[ВЫБРАННЫЙ ОТРЫВОК]
Слова в медицинских картах
Уважаемые читатели этой книги! Перед вами четыре истории из жизни. Именно такими они предстали передо мной на первичном приеме в обычной детской поликлинике.
Четыре истории. На первый взгляд, все абсолютно разные. Разные семьи, разные дети, разные судьбы. Но кое-что все-таки их объединяет.
Разговаривая с родителями, я просматривала карточки детей. В первую очередь, меня, естественно, интересовали вердикты невропатолога. В трех случаях из четырех (кроме Нади) мне встретилось красивое слово энцефалопатия. Также в трех (кроме Марата) загадочная аббревиатура ММД. И опять же в трех (кроме Филиппа) – гипердинамический синдром. У Филиппа на том же самом месте красовался гиподинамический синдром. Даже совершенно неискушенный в медицине читатель догадается, что эти синдромы – родственники. Просто по названию.
Я сразу же поинтересовалась у всех родителей, что они знают об этих словах в карточках своих детей. Ответы могли бы поразить меня, если бы до этого (и после этого) я сотни раз не встречалась с похожими:
– Да невропатолог сказал, ничего страшного…
– Сейчас, говорят, это всем детям ставят, на всякий случай…
– Я даже и не спрашивала. Врач пишет – ему виднее. Лекарства назначил, мы пили. Еще массаж делали…
– Я даже этого и не видела. А чего же нам доктор-то ничего не сказал?
[/ВЫБРАННЫЙ ОТРЫВОК]
[ИЗВЛЕЧЕННЫЕ ДАННЫЕ]
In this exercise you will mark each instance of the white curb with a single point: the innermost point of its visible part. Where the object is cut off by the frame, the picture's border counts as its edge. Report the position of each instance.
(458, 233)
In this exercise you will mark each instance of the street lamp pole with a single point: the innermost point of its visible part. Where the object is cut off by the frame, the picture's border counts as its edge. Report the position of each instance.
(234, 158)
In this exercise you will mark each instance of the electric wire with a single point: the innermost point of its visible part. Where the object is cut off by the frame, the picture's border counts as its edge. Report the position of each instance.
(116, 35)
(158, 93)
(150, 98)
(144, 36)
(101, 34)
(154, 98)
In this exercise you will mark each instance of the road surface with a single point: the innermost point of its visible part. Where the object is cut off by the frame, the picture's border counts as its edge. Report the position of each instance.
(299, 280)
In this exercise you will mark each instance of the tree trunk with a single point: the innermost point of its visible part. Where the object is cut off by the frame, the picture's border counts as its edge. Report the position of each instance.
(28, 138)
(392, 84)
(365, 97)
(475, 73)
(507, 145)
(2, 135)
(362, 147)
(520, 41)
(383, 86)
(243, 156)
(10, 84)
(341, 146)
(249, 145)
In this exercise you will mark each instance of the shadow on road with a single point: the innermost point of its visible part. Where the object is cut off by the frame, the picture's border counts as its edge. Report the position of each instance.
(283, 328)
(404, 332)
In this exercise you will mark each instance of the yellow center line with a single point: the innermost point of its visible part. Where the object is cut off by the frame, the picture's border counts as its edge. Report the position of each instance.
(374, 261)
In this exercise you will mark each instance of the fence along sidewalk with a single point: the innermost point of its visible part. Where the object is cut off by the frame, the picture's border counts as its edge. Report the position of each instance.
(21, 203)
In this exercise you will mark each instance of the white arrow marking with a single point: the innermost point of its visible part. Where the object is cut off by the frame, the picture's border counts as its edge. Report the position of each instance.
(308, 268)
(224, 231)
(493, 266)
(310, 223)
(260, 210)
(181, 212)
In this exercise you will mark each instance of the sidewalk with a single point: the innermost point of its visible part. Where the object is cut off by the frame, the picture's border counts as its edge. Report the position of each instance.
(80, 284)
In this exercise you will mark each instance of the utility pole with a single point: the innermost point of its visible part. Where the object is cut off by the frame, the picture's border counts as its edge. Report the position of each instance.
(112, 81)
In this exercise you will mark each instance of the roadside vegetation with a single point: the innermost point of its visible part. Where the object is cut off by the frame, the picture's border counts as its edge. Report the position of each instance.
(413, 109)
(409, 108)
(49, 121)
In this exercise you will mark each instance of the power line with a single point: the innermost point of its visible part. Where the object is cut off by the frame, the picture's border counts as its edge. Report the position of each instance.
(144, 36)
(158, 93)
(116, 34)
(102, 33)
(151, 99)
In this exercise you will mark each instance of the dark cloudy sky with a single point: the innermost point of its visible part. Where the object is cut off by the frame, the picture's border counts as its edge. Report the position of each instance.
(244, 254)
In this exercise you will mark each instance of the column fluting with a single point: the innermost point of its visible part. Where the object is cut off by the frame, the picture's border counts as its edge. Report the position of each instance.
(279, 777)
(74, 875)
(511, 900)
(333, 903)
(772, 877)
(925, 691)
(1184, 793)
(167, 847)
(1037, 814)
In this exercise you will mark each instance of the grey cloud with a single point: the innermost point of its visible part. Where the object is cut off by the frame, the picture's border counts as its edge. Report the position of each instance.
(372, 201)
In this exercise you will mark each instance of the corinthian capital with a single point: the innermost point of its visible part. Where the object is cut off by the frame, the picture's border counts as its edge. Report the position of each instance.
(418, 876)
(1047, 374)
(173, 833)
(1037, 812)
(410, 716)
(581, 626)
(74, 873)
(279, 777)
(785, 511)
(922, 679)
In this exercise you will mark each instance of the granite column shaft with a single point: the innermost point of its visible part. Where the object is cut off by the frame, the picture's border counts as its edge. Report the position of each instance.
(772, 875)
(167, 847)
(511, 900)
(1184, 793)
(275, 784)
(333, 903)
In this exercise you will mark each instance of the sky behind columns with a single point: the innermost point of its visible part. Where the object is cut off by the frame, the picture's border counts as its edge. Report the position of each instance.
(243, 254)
[/ИЗВЛЕЧЕННЫЕ ДАННЫЕ]
ЗАДАНИЕ 1 =>
Перечислите все медицинские термины, которые рассказчица нашла в детских карточках по записям невропатолога, согласно отрывку о словах в медицинских картах.
ЗАДАНИЕ 2 =>
Продолжите отрывок о словах в медицинских картах с того места, где он заканчивается.
Строки для работы не нужны.

ПОЛЕ ОТВЕТА 1 =>
Энцефалопатия, ММД, гипердинамический синдром, гиподинамический синдром.

ПОЛЕ ОТВЕТА 2 =>
– Ну, это вот вроде того, что он такой подвижный…
– Это же они не для нас в карточке пишут, для себя. Раньше-то вот и вообще карточки на руки не давали…
Вы, именно вы, должны знать, что обозначают ВСЕ слова в карточке (а особенно в диагнозах!) вашего ребенка. Все это пишется не только для врачей, но и для вас. Карточка может потеряться, а врачи поменяться или уволиться. Именно вы, родители, должны отчетливо представлять себе во всех подробностях состояние здоровья вашего ребенка.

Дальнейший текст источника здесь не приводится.